What you need to do: Return the records that follow, matching each one exactly.
(Stored data Opens)
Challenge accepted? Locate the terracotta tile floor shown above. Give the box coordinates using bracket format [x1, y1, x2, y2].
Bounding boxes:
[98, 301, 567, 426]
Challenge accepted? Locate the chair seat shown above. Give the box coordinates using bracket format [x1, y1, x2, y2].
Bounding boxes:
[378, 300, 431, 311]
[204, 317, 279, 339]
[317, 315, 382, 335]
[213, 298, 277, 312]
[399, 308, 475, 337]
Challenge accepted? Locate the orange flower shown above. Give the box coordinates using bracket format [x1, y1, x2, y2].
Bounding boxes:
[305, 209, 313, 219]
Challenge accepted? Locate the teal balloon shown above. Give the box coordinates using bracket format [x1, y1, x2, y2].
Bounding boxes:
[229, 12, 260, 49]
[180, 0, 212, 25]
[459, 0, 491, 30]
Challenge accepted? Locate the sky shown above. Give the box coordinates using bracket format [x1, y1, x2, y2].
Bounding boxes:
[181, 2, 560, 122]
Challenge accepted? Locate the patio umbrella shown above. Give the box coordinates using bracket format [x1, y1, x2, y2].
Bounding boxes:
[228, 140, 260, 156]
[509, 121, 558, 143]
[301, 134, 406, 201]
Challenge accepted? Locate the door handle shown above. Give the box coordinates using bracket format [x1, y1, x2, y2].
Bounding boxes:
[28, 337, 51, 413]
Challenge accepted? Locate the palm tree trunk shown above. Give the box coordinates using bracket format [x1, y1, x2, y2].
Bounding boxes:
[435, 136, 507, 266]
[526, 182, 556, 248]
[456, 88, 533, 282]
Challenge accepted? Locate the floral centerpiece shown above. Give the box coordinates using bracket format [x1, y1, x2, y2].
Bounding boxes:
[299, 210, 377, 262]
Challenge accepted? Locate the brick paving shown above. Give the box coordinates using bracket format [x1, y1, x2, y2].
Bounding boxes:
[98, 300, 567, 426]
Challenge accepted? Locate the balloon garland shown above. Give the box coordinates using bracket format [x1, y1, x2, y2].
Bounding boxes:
(Stored data Closes)
Written solution:
Challenge accepted? Locate the terracotta tile floor shown above. Give the box coordinates using bracket format [x1, y1, x2, y2].
Bounding boxes:
[98, 301, 567, 426]
Challenge accepted? Locate the chair seat shown above. Give the box coordinates using bracket format [x1, y1, x2, y2].
Bounding boxes:
[378, 300, 431, 311]
[204, 317, 279, 339]
[317, 315, 382, 335]
[213, 298, 277, 312]
[399, 308, 475, 337]
Challenge accepted? Locate the orange flower shown above. Give the box coordinates using bracket format [x1, y1, x2, y2].
Bounding boxes:
[305, 209, 313, 219]
Challenge accepted? Locate the teal balloon shown above. Give the box coordinates using bracket format [x1, y1, x2, y2].
Bounding boxes:
[229, 12, 260, 49]
[180, 0, 212, 25]
[459, 0, 491, 30]
Challenge accepted? Locate the sky shown above. Give the box coordinates using bracket format [x1, y1, x2, y2].
Bounding boxes:
[181, 2, 560, 122]
Challenge accepted? Locate the patio umbrella shown above. Give the box coordinates using bracket format [x1, y1, x2, y2].
Bounding boxes:
[228, 140, 260, 156]
[509, 121, 558, 143]
[301, 134, 406, 201]
Challenge accepted? Locate the door handle shown above. Give the box coordinates using bracket format [x1, y1, x2, y2].
Bounding boxes:
[28, 337, 51, 413]
Challenge accepted? Locate the palm tree trunk shown above. Give the box coordinates using bracket format [x1, y1, x2, y2].
Bounding boxes:
[435, 136, 507, 266]
[526, 182, 556, 248]
[456, 88, 533, 282]
Challenge accepted? Locate the floral centerpiece shown above. Give the box coordinates using bracket format [x1, y1, x2, y2].
Bounding boxes:
[299, 210, 377, 262]
Challenge accepted? Locate the brick paving shown above. Give the box coordinates using bracket format [x1, y1, x2, y2].
Bounding boxes:
[98, 300, 567, 426]
Challenge accepted? Locate the balloon garland shown above. Give the box coordinates using bracket format [x1, y1, x2, y2].
Bounding boxes:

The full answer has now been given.